> What you need to do:
Transcribe the listing exactly, leaving out every picture.

> Record excerpts:
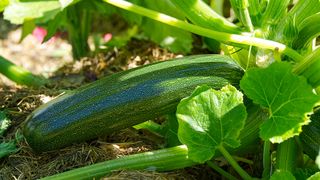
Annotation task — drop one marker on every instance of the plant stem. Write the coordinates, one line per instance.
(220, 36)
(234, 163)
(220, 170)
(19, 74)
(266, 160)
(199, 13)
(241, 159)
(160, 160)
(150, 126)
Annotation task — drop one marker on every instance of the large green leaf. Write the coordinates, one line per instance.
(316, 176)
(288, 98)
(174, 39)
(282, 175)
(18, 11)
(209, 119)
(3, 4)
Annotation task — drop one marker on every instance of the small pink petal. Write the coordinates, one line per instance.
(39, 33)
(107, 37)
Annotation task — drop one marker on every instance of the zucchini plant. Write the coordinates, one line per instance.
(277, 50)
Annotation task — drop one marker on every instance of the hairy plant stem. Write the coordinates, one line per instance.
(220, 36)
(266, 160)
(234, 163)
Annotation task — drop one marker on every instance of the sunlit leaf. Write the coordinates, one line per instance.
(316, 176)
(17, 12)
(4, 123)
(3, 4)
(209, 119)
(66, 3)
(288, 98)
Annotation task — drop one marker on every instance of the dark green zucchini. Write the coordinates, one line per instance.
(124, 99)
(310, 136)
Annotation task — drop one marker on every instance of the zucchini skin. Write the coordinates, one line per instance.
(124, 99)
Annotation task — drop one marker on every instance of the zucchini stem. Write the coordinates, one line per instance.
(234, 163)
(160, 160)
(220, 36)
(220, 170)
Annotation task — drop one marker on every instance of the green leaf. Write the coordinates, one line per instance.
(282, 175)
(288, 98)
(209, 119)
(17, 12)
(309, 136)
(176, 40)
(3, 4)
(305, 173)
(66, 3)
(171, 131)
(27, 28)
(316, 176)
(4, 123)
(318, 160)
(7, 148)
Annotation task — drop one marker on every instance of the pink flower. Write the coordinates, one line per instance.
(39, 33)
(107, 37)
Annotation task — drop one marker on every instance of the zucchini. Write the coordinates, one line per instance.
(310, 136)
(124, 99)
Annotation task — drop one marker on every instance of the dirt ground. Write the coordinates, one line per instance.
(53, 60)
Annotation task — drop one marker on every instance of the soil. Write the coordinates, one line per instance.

> Solution to the exercise:
Annotation task — drop one marker on every instance of the plant stem. Write the coordinates, one line per instance.
(220, 36)
(234, 163)
(220, 170)
(19, 74)
(266, 160)
(199, 13)
(241, 159)
(160, 160)
(150, 126)
Annotation task — drop one marker on every instance of the large green leaf. Write the coordinates, one line per instance.
(316, 176)
(288, 98)
(174, 39)
(282, 175)
(18, 11)
(209, 119)
(3, 4)
Annotation task — drop one marker on every instance of the small pink petal. Write the coordinates, one line per instance.
(39, 33)
(107, 37)
Annotation task — drop one marker on every instance of the zucchini plant. Write the coordinates, one line per instance.
(277, 50)
Annotation task — drop one marker on every instance of the hairy plant stem. Write the coordinates, one line per instance.
(220, 36)
(266, 160)
(234, 163)
Annotation task — drop one marker on every instance of the sunlit leaf. Write the coordinates, one line per instance.
(316, 176)
(17, 12)
(4, 123)
(3, 4)
(209, 119)
(66, 3)
(288, 98)
Annotation task — drop one marker on every instance of the dark green zucchini. Write the coordinates, one line per instance.
(124, 99)
(310, 136)
Annotation task — drop one marker on every instance of the zucchini skin. Write the coordinates, one line per instance.
(124, 99)
Annotation task — drop one marker on every instance of the zucchini stem. Write the coordinates, one line per instance.
(234, 163)
(160, 160)
(220, 36)
(220, 170)
Annotation task — drop one marker on every instance of the green leaf. Write the coordinates, one line per instance.
(282, 175)
(288, 98)
(209, 119)
(17, 12)
(309, 136)
(176, 40)
(3, 4)
(305, 173)
(66, 3)
(171, 131)
(27, 28)
(316, 176)
(4, 123)
(318, 160)
(7, 148)
Annotation task — drop one marker on every instance of the pink flower. Write the coordinates, one line per instance.
(39, 33)
(107, 37)
Annotation task — drop one marker on every instance of the zucchini. Write the coordinates, one line per instance.
(310, 136)
(124, 99)
Annotation task — drop one marker on every instance of the dirt ground. Write the coordinates, one line per instance.
(53, 60)
Annotation task — drop one marker on every instance of the soil. Write the coordinates, one line per instance.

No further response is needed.